§ **What to do**
Transcribe every line of the records verbatim.

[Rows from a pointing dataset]
= = = = = = =
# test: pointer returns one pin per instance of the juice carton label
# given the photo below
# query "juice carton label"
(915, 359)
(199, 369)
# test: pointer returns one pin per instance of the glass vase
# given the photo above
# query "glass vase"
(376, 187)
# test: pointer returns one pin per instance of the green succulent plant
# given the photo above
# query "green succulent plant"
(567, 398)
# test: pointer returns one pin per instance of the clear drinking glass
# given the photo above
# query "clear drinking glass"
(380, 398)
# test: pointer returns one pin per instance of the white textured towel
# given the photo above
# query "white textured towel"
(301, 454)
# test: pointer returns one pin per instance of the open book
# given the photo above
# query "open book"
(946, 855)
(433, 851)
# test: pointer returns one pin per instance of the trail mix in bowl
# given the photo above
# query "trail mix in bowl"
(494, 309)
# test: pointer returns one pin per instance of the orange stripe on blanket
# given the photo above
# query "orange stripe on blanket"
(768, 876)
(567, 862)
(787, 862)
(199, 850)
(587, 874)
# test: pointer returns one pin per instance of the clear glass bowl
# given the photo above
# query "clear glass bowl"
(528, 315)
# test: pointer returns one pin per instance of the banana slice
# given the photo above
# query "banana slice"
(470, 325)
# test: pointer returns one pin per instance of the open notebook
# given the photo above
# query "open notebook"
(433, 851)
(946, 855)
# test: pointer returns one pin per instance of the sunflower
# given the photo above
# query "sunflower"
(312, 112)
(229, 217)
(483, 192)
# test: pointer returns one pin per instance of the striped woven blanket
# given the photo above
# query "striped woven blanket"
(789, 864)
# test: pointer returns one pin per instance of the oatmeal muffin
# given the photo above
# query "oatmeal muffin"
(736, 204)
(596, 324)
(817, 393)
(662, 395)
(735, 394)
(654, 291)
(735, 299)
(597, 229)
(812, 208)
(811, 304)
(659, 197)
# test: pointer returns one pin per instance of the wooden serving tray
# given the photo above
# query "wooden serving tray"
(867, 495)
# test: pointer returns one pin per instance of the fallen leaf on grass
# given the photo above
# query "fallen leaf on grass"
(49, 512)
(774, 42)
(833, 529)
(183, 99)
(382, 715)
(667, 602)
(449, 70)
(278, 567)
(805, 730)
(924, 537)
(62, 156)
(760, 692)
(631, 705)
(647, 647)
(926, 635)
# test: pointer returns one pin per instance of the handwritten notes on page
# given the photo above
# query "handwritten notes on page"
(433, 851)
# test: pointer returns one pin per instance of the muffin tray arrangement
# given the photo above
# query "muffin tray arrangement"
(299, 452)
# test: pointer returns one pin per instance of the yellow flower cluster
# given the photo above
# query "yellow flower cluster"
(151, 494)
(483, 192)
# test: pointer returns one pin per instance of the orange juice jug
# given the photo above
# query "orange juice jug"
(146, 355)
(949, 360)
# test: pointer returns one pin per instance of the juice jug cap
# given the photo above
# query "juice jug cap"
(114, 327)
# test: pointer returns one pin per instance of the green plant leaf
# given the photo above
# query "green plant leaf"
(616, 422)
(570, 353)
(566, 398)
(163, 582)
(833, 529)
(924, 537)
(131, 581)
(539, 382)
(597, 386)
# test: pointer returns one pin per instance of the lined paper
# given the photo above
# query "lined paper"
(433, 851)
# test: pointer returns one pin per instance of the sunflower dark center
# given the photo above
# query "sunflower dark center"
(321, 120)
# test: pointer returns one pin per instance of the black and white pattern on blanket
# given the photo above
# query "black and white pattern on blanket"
= = = = = = =
§ **Full response**
# test: pointer returns one pin per instance of the juice carton label
# given the photo below
# query "juice carton label"
(915, 359)
(199, 369)
# test: pointer returns one pin per instance of the glass vase
# given the photo above
# query "glass vase"
(376, 187)
# test: pointer returns one pin per instance of the green succulent plant
# given the photo above
# query "green succulent plant"
(567, 398)
# test: pointer returns one pin per instance of the clear drinking glass
# given the photo above
# query "clear drinking glass"
(380, 398)
# test: pointer returns one pin per instance of the white textured towel
# given the photo above
# query "white textured towel"
(301, 454)
# test: pointer returns one pin per instance of the open book
# given the photo above
# query "open book"
(946, 855)
(433, 851)
# test: pointer returns one pin per instance of the trail mix in bowl
# given the photo above
# query "trail mix in bowl"
(494, 309)
# test: pointer returns one pin per instance of the orange stripe on blanket
# given the photo above
# query "orange stripe on blanket"
(768, 876)
(567, 862)
(787, 862)
(199, 850)
(587, 874)
# test: pointer returns one pin per instance of the clear glass bowl
# given the photo above
# query "clear glass bowl"
(528, 315)
# test: pointer returns one pin per instance of the banana slice
# given the photo above
# query "banana slice"
(470, 325)
# test: pointer returns one pin per instance of the open notebook
# given the photo above
# query "open notebook"
(433, 851)
(946, 855)
# test: pointer returns one pin per instance of the sunflower
# given the photo above
# query "sunflower"
(312, 112)
(229, 217)
(483, 192)
# test: pointer returns one pin per instance of the striped woven blanket
# given the photo above
# query "striped woven blanket"
(789, 864)
# test: pointer returns one pin per instance of the oatmeal muffin
# given the photo above
# query "oatmeal muffin"
(736, 204)
(596, 324)
(817, 393)
(662, 395)
(735, 394)
(654, 291)
(735, 299)
(597, 229)
(812, 208)
(811, 304)
(659, 197)
# test: pointer returns one pin per instance of the wooden serving tray
# given the photo above
# query "wooden serving tray"
(867, 495)
# test: pointer returns one pin per instance of the fallen leaf on grass
# given the photo above
# query "fallen leaf on grass"
(49, 512)
(774, 42)
(833, 529)
(183, 99)
(382, 715)
(667, 602)
(449, 70)
(278, 567)
(805, 730)
(924, 537)
(62, 156)
(760, 692)
(631, 705)
(647, 647)
(926, 635)
# test: pointer returns one pin per instance of the handwritten notes on page
# given the photo above
# query "handwritten notes on page"
(433, 851)
# test: pointer returns one pin per instance of the muffin tray arrangement
# given the photo above
# query "muffin tray arrangement"
(299, 452)
# test: pointer returns one pin per instance of the yellow flower cluster
# given the photo above
# query "yellow flower cluster"
(151, 494)
(483, 192)
# test: pointer returns one pin per instance of the orange juice jug
# given the photo above
# query "orange juice jug"
(146, 355)
(949, 360)
# test: pointer returns one pin per instance of the juice jug cap
# given the photo above
# query "juice jug cap"
(114, 327)
# test: pointer returns one pin per instance of the green plant leaf
# given the photo above
# query "green plant leaf"
(616, 422)
(570, 353)
(566, 398)
(163, 582)
(833, 529)
(924, 537)
(131, 581)
(539, 382)
(597, 386)
# test: pointer returns one pin per instance of the lined paper
# given the photo above
# query "lined paper"
(433, 851)
# test: pointer returns one pin per instance of the sunflower dark center
# given the photo above
# query "sunflower dark center"
(321, 120)
# test: pointer returns one pin per instance of the black and white pattern on blanket
# given the photo above
# query "black and white pattern on blanket"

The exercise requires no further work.